*Aim of the task*
Please extract every line of the material below verbatim, leaving the pictures out of your answer.

•••

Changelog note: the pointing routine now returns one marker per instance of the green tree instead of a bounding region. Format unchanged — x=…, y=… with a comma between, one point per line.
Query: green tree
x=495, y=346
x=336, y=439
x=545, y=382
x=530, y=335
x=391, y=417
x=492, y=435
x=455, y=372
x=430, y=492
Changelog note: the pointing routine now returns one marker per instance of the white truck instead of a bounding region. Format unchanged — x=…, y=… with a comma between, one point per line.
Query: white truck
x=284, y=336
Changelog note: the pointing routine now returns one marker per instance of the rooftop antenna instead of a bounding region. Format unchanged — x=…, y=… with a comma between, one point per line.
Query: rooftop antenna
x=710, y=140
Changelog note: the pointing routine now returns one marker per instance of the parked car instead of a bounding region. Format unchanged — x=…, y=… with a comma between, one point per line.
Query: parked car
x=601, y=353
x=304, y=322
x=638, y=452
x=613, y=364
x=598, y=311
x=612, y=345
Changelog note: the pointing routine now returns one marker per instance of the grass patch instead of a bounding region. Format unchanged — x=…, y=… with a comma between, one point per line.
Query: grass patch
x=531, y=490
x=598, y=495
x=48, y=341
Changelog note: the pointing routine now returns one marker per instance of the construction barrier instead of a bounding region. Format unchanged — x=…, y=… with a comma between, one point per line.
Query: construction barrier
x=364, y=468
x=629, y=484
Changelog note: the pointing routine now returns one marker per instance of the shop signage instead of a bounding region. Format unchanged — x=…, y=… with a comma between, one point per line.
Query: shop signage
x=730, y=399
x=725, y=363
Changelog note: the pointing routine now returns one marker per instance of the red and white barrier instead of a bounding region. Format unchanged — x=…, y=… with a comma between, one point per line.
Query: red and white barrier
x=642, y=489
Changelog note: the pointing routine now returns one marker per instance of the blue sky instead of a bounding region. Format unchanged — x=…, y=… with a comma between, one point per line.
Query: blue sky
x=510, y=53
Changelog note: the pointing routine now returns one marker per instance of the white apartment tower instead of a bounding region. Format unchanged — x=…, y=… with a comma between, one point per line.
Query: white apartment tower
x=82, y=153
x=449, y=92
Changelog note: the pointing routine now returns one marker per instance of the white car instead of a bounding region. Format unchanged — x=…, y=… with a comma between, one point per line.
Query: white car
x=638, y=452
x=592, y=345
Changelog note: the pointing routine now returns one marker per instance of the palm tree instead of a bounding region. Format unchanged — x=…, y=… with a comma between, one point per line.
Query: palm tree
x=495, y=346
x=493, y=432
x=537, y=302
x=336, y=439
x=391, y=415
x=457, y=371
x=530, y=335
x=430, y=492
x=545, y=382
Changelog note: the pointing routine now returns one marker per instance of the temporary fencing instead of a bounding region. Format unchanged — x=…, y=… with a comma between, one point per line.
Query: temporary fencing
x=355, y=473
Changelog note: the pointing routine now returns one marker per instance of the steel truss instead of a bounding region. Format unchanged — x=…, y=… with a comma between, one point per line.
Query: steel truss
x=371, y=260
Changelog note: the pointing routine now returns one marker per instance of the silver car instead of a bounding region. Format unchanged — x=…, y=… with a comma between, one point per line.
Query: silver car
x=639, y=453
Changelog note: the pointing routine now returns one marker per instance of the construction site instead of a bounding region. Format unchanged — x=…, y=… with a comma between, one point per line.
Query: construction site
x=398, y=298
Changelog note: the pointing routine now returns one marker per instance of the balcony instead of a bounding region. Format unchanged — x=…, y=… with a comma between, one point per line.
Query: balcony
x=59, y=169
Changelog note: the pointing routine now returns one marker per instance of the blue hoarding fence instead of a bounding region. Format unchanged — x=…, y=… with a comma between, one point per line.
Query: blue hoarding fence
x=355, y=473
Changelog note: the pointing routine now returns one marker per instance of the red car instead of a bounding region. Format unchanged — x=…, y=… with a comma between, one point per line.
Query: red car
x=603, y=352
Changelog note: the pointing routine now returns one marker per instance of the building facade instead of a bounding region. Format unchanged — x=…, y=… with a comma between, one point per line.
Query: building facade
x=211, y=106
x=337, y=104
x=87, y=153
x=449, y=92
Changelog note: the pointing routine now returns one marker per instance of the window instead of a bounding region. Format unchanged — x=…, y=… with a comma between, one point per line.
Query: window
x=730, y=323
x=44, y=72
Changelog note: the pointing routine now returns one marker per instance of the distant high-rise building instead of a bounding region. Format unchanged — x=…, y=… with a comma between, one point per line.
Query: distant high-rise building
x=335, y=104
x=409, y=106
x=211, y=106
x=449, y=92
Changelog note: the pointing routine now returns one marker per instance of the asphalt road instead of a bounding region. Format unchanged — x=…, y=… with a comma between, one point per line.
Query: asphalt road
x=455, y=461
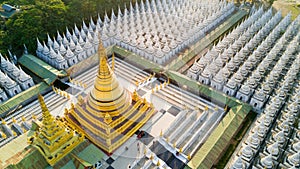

•••

*Exercise output*
Changelog note: the pointing routine now returns one marker per instance of the green tree instead of a bounding region. Format unchanged — x=…, y=… with a comma between, one point per line.
Query: green tree
x=495, y=346
x=336, y=439
x=545, y=382
x=530, y=335
x=391, y=417
x=492, y=435
x=455, y=372
x=430, y=492
Changelog note: the pointing routine now returns one marker per instance of the white truck instead of a bounding region. Format unchanged — x=…, y=… with a comma between, one point per line.
Query: white truck
x=284, y=336
Changelog note: the pointing routine now returns one marker per instance of the rooftop antenna instead of a bounding region. Format unchanged — x=…, y=… with a comma between, one point per line.
Query: rooftop antenna
x=710, y=140
Changelog note: the pointing routine now returns one marker per instance of the parked car instead of a bounding region. Format unchanged — x=…, y=… with a comma between, one point per line.
Query: parked car
x=601, y=353
x=304, y=322
x=638, y=452
x=613, y=364
x=598, y=311
x=612, y=345
Changelog note: the pointing routine now returns one marker per instance of the grass patch instead of a bounding region. Format unchanged — x=…, y=… with a comma between, one point per line.
Query: grass patch
x=531, y=490
x=598, y=495
x=48, y=341
Changelog note: the pointing routine now returns one marker per instance of the construction barrier instead of a bounding region. Format unchanged — x=…, y=… with a comma between, one point per line.
Query: construction barrier
x=364, y=468
x=629, y=484
Changelog note: the pointing routine now returns one marker per instance of the shop signage instead of a bounding region. Format unchanged — x=…, y=… with a comma between, one point per line.
Query: shop signage
x=730, y=399
x=725, y=363
Changelog note: the pointing routine now returns one marker per instance of the red and white barrier instead of a bounding region. Format unchanged — x=…, y=… with a comma between, one point per line.
Query: red and white barrier
x=642, y=489
Changelog note: the pointing routine now returns one marker per instance of the blue sky instead of a bounding region. Format unchanged — x=…, y=… with a comma between, one point per line.
Query: blue sky
x=510, y=53
Changelog note: the pointing routine now returns one marker per instance of the white apartment tower instead of a bounding region. Format unchanged — x=…, y=… with a comma between, one point per line.
Query: white apartment tower
x=82, y=153
x=449, y=92
Changelog note: the pointing routine now returns one marker per instance of the white car instead of a bounding region. Format unchanged — x=…, y=… with a comma between, one point per line.
Query: white car
x=638, y=452
x=592, y=345
Changelog note: the pointing routine now returns one marker per instance of the palm tree instead of a bounding region. Format unchanged — x=…, y=… with a comma between, one point per line.
Query: palm tree
x=495, y=346
x=493, y=432
x=537, y=302
x=336, y=439
x=391, y=415
x=457, y=371
x=530, y=335
x=430, y=492
x=545, y=382
Changelog note: the pointing routine now returns one marker per instance of the temporary fencing instead of a bounding region. Format unchanged — x=…, y=… with a comma between, one point per line.
Query: temporary fencing
x=355, y=473
Changelog note: the pointing routine now returns one marker per instance of the steel truss instead of a bounding region. Format unchanged — x=…, y=… with a comma between, one point per line.
Query: steel truss
x=371, y=260
Changelog note: the pointing routine now returns one marker per instance of the silver car instead of a bounding region. Format unchanged — x=…, y=… with a comma between, one point per line.
Query: silver car
x=639, y=453
Changelog note: the pointing routine now returns one marker per instance of the construction site instead of a bounding region. Format unchanged — x=…, y=… with a comma between, one point per line.
Query: construction site
x=398, y=298
Changelog note: the pointing routine now returns one marker per instance of the balcony instead of a bounding region. Format unchanged — x=…, y=… with a comma between, one point per line.
Query: balcony
x=59, y=169
Changelog note: the pointing routine now returns one marker per instance of the blue hoarding fence instead of a bounding region. Format unchanged — x=…, y=… with a comma between, one point per line.
Query: blue hoarding fence
x=355, y=473
Changelog note: the pointing routine now returns one marker per instance of the red car instead of a bounding region. Format unchanged — x=…, y=… with a comma between, one point per line.
Query: red car
x=603, y=352
Changelog note: the pointing routine now returns one marker per instance of the building facade instead of a bounding region. Format unchanged — x=…, y=… with a comma between, one point per line.
Query: building facade
x=211, y=106
x=337, y=104
x=87, y=153
x=449, y=92
Changelog note: the pointing routine now returns one marker per instance of the window instead of a bounding region. Format unchanged — x=…, y=… with a comma between, one point per line.
Query: window
x=730, y=323
x=44, y=72
Changelog note: the pointing routine now returns one marker per instance of the distant high-rise building instead of a bounding region. Format unchanged — x=…, y=… with a comma between, one point per line.
Query: distant high-rise building
x=335, y=104
x=409, y=106
x=211, y=106
x=449, y=92
Changelog note: the pointing routine now returns one marker per instance of the asphalt road instead of a bounding region. Format unchanged — x=…, y=… with a comma between, one point per line.
Query: asphalt road
x=455, y=461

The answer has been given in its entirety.